-- Tasks to complete --
- a) Answer these questions using the mailing list message:
(i) Who is named on the "From:" line?
(ii) To which address was the message sent?
(iii) What does a thread reset its priority to when it is about to return to user space?
- b) Reproduce the mailing list message from "To: freebsd-arch@FreeBSD.org" up to and including "user level priority.".

-- Article --

* * *

Re: sched_userret priority adjustment patch for sched_4bsd

From: John Baldwin (jhb_at_FreeBSD.org)
Date: 09/28/04

  • Next message: Peter Holm: "Re: scheduler (sched_4bsd) questions"
    To: freebsd-arch@FreeBSD.org
    Date: Tue, 28 Sep 2004 10:56:00 -0400
    
    

    On Monday 27 September 2004 05:28 pm, Stephan Uphoff wrote:
    > On Mon, 2004-09-27 at 14:43, John Baldwin wrote:
    > > On Monday 27 September 2004 01:20 pm, Stephan Uphoff wrote:
    > > > On Mon, 2004-09-27 at 10:16, John Baldwin wrote:
    > > > > On Saturday 25 September 2004 01:29 pm, Stephan Uphoff wrote:
    > > > > > When a thread is about to return to user space it resets its
    > > > > > priority to the user level priority.
    > > > > > However after lowering the permission its priority it needs to
    > > > > > check if its priority is still better than all other runable
    > > > > > threads. This is currently not implemented.
    > > > > > Without the check the thread can block kernel or user threads with
    > > > > > better priority until a switch is forced by by an interrupt.

* * *

-- Items stored from a collection --
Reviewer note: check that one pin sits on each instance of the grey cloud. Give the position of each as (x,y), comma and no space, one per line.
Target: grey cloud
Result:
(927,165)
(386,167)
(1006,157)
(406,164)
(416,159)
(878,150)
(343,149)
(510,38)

* * *

-- Task responses --
- a)
(i) John Baldwin (jhb_at_FreeBSD.org)
(ii) freebsd-arch@FreeBSD.org
(iii) The user level priority.

- b)
To: freebsd-arch@FreeBSD.org
    Date: Tue, 28 Sep 2004 10:56:00 -0400
    
    

    On Monday 27 September 2004 05:28 pm, Stephan Uphoff wrote:
    > On Mon, 2004-09-27 at 14:43, John Baldwin wrote:
    > > On Monday 27 September 2004 01:20 pm, Stephan Uphoff wrote:
    > > > On Mon, 2004-09-27 at 10:16, John Baldwin wrote:
    > > > > On Saturday 25 September 2004 01:29 pm, Stephan Uphoff wrote:
    > > > > > When a thread is about to return to user space it resets its
    > > > > > priority to the user level priority.